SOURCE EXTRACT:

________________

Re: Thoughts on comments

  • From: z b <zimsbait@xxxxxxxxx>
  • To: andy@xxxxxxxxxxxxxxx
  • Date: Fri, 22 Mar 2013 10:45:49 -0400

Thanks for the Friday morning of enlightenment!

I agree with Kellyn. I'm a big fan of doing what's right and what
makes sense. I don't think storing the entire data dictionary inside
the database is the best option. I can see the value for developers
that are writing ad-hoc stuff, but those folks (even with comments)
should be on the shortest leash and managed correctly in DBRM.
(different rant, sorry). Though I may be wrong, I think you should
know what you're looking for before you go on a data hunting
expedition in a 100TB warehouse.

Excellent input from the community, as always.

________________

[Point-based annotation data]
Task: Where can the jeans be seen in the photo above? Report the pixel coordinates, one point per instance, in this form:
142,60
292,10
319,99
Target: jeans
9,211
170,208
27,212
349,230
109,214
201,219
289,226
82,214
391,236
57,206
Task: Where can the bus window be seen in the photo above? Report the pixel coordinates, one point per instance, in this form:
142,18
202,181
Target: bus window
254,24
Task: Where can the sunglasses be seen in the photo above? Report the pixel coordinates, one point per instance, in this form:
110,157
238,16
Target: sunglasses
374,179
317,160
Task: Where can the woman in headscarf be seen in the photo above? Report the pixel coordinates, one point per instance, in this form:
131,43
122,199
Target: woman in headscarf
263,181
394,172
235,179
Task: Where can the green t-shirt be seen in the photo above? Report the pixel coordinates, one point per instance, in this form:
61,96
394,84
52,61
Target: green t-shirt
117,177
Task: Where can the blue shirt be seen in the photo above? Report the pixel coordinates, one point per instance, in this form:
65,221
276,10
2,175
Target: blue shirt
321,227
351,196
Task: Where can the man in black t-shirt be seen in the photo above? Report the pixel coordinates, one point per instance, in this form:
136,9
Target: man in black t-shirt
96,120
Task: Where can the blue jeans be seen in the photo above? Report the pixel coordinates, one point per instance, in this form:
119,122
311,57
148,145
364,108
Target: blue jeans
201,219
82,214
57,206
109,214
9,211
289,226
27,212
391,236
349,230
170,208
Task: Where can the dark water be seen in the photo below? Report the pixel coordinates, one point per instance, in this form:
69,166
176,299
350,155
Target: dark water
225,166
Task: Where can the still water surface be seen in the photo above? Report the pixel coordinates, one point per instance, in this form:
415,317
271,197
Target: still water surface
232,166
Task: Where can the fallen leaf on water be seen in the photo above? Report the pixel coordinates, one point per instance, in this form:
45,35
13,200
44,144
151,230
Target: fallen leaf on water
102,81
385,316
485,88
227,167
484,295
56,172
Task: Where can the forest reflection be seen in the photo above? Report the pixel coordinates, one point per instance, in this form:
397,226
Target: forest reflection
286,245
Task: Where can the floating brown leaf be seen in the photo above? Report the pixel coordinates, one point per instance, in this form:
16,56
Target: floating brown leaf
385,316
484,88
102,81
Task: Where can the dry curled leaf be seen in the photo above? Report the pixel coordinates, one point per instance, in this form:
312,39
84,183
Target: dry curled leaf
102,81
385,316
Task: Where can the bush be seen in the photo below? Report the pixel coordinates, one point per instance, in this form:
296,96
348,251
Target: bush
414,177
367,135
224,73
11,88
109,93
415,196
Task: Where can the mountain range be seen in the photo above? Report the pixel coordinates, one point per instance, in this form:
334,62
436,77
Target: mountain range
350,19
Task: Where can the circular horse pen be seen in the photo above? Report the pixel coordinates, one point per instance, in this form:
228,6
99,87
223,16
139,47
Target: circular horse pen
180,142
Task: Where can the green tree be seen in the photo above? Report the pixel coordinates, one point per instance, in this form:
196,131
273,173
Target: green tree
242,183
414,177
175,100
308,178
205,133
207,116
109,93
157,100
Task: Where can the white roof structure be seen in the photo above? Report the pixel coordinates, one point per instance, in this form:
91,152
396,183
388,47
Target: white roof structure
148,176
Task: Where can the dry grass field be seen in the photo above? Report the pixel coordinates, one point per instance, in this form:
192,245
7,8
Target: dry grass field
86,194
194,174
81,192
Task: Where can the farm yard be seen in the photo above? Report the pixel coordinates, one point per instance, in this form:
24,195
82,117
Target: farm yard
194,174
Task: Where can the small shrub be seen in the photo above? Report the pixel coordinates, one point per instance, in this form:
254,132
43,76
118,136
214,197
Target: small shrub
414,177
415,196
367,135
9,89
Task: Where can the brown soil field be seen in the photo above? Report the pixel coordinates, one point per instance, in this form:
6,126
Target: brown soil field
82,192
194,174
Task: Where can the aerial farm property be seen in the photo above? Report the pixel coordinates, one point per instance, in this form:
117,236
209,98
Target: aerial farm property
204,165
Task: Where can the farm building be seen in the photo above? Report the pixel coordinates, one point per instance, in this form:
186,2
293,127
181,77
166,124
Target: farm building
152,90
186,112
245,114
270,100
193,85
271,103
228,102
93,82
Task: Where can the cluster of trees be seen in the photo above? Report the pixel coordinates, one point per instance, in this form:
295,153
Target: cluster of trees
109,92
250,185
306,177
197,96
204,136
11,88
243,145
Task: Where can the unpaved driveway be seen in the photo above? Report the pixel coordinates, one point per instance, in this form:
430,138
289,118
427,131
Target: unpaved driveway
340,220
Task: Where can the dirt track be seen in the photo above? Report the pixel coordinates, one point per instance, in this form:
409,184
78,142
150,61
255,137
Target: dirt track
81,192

________________

PROBLEMS TO WORK ON:
1) From the email, reproduce the passage starting at "Re: Thoughts on" and ending at "morning of enlightenment!".
2) List the names of the header fields that appear in the email.
3) Pick up the email after its final line and carry it forward.

ANSWERS FOR THE EXERCISE:
1)
Re: Thoughts on comments

  • From: z b <zimsbait@xxxxxxxxx>
  • To: andy@xxxxxxxxxxxxxxx
  • Date: Fri, 22 Mar 2013 10:45:49 -0400

Thanks for the Friday morning of enlightenment!

2) From, To, Date

3)
On Fri, Mar 22, 2013 at 10:23 AM, Andy Klock <andy@xxxxxxxxxxxxxxx> wrote:
> On Fri, Mar 22, 2013 at 10:14 AM, Mark W. Farnham <mwf@xxxxxxxx> wrote:
>> Hmm. Kevlar makes an excellent point. Learning mode on: I think I'm
>> revising
>> my notion they should flow from the data model to the database. Okay, IF
>> you're going to have comments in the database you'll need to make sure it
>> is
>> a situation that cannot snowball into a performance problem (See Kevlar
>> post), AND, they should come from the data model if you're going to have
>> them.
>>
>
>
> I was hoping that Kellyn was going to mention her case for comments.  I've
> always been a fan of comments, but was briefly deterred when she described
> them being an issue in some cases.  Apart from additional space, I thought
> they were benign.
>
> As for a side benefit, I've been known to use table comments (on versions
> prior to 11g where dbms_shared_pool.purge doesn't exist) when I have to
> invalidate a cursor to force a new hard parse. If you are on a database
> with a comment "fast=true", that might very well have been me.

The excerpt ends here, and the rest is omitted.